** BEGIN Record excerpts **

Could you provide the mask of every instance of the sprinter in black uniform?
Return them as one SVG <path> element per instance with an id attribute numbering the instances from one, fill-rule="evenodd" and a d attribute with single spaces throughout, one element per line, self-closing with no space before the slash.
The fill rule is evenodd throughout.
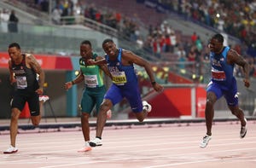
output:
<path id="1" fill-rule="evenodd" d="M 35 126 L 39 125 L 41 115 L 38 96 L 43 94 L 44 72 L 32 55 L 21 54 L 18 43 L 10 43 L 8 52 L 10 57 L 9 61 L 9 80 L 11 84 L 15 84 L 16 90 L 10 103 L 10 146 L 3 154 L 13 154 L 18 152 L 15 147 L 18 119 L 26 101 L 32 125 Z M 37 74 L 39 77 L 38 80 L 37 80 Z"/>

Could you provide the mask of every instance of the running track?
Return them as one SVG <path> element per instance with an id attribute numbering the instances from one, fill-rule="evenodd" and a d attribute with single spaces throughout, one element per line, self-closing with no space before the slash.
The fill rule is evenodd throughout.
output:
<path id="1" fill-rule="evenodd" d="M 248 121 L 247 127 L 246 137 L 241 139 L 236 121 L 215 122 L 212 139 L 200 148 L 204 123 L 108 126 L 103 145 L 86 153 L 77 152 L 84 144 L 79 127 L 19 130 L 19 152 L 15 154 L 3 154 L 9 144 L 9 131 L 3 130 L 0 167 L 255 168 L 255 121 Z"/>

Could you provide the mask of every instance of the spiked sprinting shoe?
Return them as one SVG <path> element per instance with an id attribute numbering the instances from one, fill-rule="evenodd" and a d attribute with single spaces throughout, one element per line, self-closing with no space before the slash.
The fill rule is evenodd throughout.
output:
<path id="1" fill-rule="evenodd" d="M 143 101 L 143 110 L 149 113 L 152 110 L 152 107 L 150 104 L 148 104 L 146 101 Z"/>
<path id="2" fill-rule="evenodd" d="M 244 136 L 247 135 L 247 120 L 244 119 L 246 125 L 244 126 L 241 126 L 241 130 L 240 130 L 240 137 L 244 138 Z"/>
<path id="3" fill-rule="evenodd" d="M 94 140 L 90 141 L 89 144 L 90 147 L 102 146 L 102 141 L 100 138 L 96 137 Z"/>
<path id="4" fill-rule="evenodd" d="M 108 110 L 108 111 L 107 112 L 107 119 L 111 119 L 111 117 L 112 117 L 112 111 L 111 111 L 111 110 Z"/>
<path id="5" fill-rule="evenodd" d="M 212 136 L 206 135 L 200 143 L 200 147 L 204 148 L 207 146 L 209 141 L 212 139 Z"/>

** END Record excerpts **

◆ The exercise
Reproduce the entire listing above word for word, leaving out the pictures.

◆ Expected answer
Could you provide the mask of every instance of the sprinter in black uniform?
Return them as one SVG <path> element per instance with an id attribute numbering the instances from one, fill-rule="evenodd" and a d attribute with single spaces throughout, one element per line, self-closing with no space before the slash.
The fill rule is evenodd throughout.
output:
<path id="1" fill-rule="evenodd" d="M 35 126 L 39 125 L 41 115 L 38 96 L 43 94 L 44 72 L 32 55 L 21 54 L 18 43 L 10 43 L 8 52 L 10 57 L 9 61 L 9 80 L 11 84 L 15 84 L 16 90 L 10 103 L 10 146 L 3 154 L 13 154 L 18 152 L 15 147 L 18 119 L 26 101 L 32 125 Z M 37 74 L 39 77 L 38 80 L 37 80 Z"/>

Could you provide the mask of every instance of the running track?
Return them as one SVG <path> element per instance with an id attribute numbering the instances from one, fill-rule="evenodd" and a d attribute with single spaces throughout, one element per line, self-closing with no space before the slash.
The fill rule is evenodd throughout.
output:
<path id="1" fill-rule="evenodd" d="M 248 121 L 247 127 L 246 137 L 241 139 L 236 121 L 215 122 L 212 139 L 200 148 L 204 123 L 108 126 L 103 145 L 86 153 L 77 152 L 84 144 L 79 127 L 19 130 L 19 152 L 15 154 L 3 154 L 9 144 L 9 131 L 3 130 L 0 167 L 255 168 L 255 121 Z"/>

Could you provide the mask of every instance of the spiked sprinting shoe?
Return them as one SVG <path> element per instance with an id attribute numbering the instances from one, fill-rule="evenodd" and a d attribute with single spaces throughout, one element per line, self-closing with no space before the slash.
The fill rule is evenodd throughout.
output:
<path id="1" fill-rule="evenodd" d="M 143 101 L 143 110 L 149 113 L 152 110 L 152 107 L 150 104 L 148 104 L 146 101 Z"/>
<path id="2" fill-rule="evenodd" d="M 244 136 L 247 135 L 247 120 L 244 119 L 246 125 L 244 126 L 241 126 L 241 130 L 240 130 L 240 137 L 244 138 Z"/>
<path id="3" fill-rule="evenodd" d="M 94 140 L 90 141 L 89 144 L 90 147 L 102 146 L 102 141 L 100 138 L 96 137 Z"/>
<path id="4" fill-rule="evenodd" d="M 108 110 L 108 111 L 107 112 L 107 119 L 111 119 L 111 117 L 112 117 L 112 111 L 111 111 L 111 110 Z"/>
<path id="5" fill-rule="evenodd" d="M 212 136 L 206 135 L 200 143 L 200 147 L 204 148 L 207 146 L 209 141 L 212 139 Z"/>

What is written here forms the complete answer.